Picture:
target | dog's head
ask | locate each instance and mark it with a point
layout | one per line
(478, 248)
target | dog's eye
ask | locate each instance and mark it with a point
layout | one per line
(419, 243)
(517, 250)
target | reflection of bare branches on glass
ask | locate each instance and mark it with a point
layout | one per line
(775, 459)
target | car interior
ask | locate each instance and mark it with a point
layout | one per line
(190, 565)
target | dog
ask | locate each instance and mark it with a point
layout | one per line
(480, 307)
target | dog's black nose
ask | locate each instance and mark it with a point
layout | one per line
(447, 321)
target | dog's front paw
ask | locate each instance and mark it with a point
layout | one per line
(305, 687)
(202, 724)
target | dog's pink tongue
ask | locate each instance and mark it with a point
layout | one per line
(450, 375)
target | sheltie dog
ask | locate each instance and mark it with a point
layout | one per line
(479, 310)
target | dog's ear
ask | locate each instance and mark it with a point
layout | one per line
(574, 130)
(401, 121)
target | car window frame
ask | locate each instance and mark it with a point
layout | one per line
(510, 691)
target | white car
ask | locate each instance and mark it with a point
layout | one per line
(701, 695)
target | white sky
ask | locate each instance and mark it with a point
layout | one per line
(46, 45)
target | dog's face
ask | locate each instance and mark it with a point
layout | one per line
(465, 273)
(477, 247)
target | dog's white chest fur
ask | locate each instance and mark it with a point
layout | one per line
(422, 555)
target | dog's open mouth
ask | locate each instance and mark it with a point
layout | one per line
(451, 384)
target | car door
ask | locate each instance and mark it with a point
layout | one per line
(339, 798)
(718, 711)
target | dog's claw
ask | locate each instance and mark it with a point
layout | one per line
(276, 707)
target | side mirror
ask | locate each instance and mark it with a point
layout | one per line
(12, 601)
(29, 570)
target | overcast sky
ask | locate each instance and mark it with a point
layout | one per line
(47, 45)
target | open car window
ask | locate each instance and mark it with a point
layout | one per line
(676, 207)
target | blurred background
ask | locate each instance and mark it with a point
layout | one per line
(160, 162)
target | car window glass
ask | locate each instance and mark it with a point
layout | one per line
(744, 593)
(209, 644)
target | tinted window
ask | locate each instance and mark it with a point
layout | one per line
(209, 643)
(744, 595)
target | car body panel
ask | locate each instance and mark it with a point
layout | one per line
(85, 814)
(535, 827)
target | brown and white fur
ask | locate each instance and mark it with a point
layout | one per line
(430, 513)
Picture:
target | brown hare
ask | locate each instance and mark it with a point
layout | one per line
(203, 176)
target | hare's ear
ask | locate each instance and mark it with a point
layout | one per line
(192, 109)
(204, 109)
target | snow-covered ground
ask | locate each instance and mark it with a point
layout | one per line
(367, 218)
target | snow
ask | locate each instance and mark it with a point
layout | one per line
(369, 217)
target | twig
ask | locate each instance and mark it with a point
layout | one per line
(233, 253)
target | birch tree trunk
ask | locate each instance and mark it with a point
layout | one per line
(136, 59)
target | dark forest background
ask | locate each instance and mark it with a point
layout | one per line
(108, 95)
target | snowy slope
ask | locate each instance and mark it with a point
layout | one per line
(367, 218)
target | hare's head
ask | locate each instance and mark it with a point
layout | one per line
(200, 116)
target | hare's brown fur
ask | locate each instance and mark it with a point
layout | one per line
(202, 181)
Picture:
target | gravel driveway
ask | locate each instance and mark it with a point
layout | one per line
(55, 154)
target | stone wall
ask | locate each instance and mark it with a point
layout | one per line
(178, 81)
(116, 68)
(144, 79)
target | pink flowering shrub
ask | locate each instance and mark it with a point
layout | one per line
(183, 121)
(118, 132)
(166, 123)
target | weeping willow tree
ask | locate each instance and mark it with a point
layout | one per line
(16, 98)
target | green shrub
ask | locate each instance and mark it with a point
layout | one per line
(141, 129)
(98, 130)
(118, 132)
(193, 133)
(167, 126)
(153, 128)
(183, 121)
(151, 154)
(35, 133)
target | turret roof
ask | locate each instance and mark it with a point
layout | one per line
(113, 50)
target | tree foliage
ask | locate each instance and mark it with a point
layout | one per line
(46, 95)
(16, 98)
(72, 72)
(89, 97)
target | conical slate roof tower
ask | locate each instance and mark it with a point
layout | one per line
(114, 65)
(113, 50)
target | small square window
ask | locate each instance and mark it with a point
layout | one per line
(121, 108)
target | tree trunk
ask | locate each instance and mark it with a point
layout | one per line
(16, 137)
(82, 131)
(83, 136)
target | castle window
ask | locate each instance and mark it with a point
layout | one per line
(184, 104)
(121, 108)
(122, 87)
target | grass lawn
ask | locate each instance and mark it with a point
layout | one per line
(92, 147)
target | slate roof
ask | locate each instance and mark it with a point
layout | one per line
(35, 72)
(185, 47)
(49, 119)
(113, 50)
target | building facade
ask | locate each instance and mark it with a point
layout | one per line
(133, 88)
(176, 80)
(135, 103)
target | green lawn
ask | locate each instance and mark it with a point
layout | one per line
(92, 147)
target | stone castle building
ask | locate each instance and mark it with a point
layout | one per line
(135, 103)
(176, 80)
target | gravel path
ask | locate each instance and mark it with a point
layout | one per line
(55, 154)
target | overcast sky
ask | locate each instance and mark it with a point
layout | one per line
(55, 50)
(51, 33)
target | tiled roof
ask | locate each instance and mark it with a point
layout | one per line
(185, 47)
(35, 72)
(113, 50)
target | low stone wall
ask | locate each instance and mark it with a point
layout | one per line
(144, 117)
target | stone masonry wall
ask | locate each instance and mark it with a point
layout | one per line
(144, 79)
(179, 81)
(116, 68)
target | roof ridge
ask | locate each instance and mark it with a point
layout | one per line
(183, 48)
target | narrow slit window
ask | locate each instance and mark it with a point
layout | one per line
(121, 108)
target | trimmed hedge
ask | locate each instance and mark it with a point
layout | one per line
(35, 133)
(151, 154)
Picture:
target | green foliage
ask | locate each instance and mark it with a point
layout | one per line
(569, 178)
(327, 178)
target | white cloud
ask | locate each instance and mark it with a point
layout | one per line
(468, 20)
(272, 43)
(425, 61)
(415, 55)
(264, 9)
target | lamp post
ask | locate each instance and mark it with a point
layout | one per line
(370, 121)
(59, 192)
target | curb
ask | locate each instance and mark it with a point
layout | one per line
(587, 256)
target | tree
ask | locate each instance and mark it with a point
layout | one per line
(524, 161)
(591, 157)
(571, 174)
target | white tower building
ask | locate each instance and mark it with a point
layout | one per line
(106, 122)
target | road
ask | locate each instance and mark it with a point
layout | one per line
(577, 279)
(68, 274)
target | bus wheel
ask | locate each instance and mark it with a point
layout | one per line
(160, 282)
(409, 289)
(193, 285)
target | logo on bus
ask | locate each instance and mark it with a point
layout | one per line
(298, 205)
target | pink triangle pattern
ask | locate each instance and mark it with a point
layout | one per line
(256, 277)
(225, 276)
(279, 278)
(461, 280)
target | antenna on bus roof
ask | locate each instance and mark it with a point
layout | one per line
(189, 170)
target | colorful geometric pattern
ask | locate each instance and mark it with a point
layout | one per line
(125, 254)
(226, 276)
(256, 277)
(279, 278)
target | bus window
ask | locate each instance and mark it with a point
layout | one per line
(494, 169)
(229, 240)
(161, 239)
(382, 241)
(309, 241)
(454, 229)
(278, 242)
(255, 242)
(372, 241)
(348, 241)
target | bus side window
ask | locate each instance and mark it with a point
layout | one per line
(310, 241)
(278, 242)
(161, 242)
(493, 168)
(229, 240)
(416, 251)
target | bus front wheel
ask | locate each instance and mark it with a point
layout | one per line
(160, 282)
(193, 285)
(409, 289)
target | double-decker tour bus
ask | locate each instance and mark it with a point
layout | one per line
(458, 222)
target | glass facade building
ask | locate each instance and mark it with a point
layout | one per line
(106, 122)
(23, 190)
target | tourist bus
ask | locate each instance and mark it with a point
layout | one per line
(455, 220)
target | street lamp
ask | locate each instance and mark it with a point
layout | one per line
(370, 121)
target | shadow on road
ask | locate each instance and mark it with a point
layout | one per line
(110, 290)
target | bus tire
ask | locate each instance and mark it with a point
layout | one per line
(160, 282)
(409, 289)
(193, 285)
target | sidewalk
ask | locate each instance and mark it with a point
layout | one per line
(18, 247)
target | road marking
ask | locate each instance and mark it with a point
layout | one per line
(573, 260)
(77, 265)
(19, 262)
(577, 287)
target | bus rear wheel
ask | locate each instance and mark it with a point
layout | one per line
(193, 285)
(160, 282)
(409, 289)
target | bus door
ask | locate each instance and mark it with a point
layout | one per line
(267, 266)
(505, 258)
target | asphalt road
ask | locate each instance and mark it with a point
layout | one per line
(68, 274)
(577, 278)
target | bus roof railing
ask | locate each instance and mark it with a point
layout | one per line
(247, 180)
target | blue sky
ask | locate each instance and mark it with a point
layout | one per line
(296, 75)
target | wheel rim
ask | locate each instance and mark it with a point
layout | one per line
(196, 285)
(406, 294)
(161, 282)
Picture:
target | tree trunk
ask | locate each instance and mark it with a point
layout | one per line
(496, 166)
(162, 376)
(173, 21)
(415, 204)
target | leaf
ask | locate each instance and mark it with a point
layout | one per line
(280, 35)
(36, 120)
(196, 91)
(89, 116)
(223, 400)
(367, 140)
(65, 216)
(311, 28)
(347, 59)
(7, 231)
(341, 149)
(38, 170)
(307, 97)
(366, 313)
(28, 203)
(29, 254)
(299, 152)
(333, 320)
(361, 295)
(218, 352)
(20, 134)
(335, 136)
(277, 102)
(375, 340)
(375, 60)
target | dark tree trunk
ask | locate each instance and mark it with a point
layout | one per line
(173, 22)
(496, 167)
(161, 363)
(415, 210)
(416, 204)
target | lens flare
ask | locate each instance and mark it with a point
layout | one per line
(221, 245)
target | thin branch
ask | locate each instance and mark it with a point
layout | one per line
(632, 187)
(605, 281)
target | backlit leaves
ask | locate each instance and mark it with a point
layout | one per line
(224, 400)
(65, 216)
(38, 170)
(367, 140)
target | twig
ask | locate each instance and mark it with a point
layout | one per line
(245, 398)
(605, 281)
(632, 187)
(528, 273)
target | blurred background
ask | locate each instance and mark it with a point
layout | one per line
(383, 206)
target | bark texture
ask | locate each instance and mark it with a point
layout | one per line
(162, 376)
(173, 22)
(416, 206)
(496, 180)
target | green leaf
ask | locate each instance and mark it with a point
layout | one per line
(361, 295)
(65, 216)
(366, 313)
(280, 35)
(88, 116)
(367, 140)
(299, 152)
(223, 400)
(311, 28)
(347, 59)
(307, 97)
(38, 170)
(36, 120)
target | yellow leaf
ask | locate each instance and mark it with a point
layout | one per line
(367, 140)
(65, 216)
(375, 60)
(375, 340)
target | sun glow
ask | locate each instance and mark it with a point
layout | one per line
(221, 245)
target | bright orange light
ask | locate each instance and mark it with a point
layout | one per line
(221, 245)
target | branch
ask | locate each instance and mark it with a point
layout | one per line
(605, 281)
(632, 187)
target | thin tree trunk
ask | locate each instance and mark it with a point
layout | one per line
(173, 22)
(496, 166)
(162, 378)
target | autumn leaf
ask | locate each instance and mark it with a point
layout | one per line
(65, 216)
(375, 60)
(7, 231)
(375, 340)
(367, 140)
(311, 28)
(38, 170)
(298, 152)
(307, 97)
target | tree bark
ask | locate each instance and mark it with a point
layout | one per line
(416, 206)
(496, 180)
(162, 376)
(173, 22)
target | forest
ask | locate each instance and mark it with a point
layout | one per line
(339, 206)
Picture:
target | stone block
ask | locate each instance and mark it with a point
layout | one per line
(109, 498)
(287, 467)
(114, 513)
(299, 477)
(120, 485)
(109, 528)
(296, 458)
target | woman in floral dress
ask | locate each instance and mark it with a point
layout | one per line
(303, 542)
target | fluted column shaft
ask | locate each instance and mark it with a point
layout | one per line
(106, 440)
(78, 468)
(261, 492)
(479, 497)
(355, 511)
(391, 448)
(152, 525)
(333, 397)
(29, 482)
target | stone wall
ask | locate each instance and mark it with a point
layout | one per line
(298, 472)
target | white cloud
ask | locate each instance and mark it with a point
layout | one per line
++++++++
*DO THIS*. From the line that contains "target | sun glow" down to the last line of the listing above, repeat each line exactly, and include nothing else.

*OUTPUT*.
target | sun glow
ask | locate each instance and mark it with a point
layout | one per line
(221, 245)
target | bright orange light
ask | locate each instance and mark it with a point
layout | one per line
(221, 245)
target | branch
ask | locate each instance and mark it with a point
layout | one per line
(605, 281)
(632, 187)
target | thin tree trunk
ask | locate each instance and mark it with a point
layout | one per line
(173, 22)
(496, 166)
(162, 378)
target | autumn leaf
ask | locate each instance and mark it with a point
layout | one per line
(65, 216)
(375, 60)
(7, 231)
(375, 340)
(367, 140)
(311, 28)
(38, 170)
(298, 152)
(307, 97)
target | tree bark
ask | locate each instance and mark it with a point
layout | one per line
(416, 206)
(496, 180)
(162, 376)
(173, 22)
target | forest
ask | locate each instance and mark it with a point
layout | one per line
(339, 206)
Picture:
target | stone block
ask | locate each instance and mark it with a point
layout | one per line
(109, 498)
(287, 467)
(114, 513)
(299, 477)
(120, 485)
(109, 528)
(296, 458)
target | woman in floral dress
ask | locate each instance and mark it with a point
layout | one per line
(303, 542)
target | fluted column shaft
ask | locate each instance and mark it with a point
layout | one per line
(106, 440)
(78, 468)
(261, 492)
(479, 497)
(355, 511)
(391, 448)
(152, 525)
(333, 397)
(29, 482)
target | stone wall
ask | locate each instance and mark it with a point
layout | one per line
(298, 472)
target | white cloud
ask | locate each instance and mark it with a point
layout | one per line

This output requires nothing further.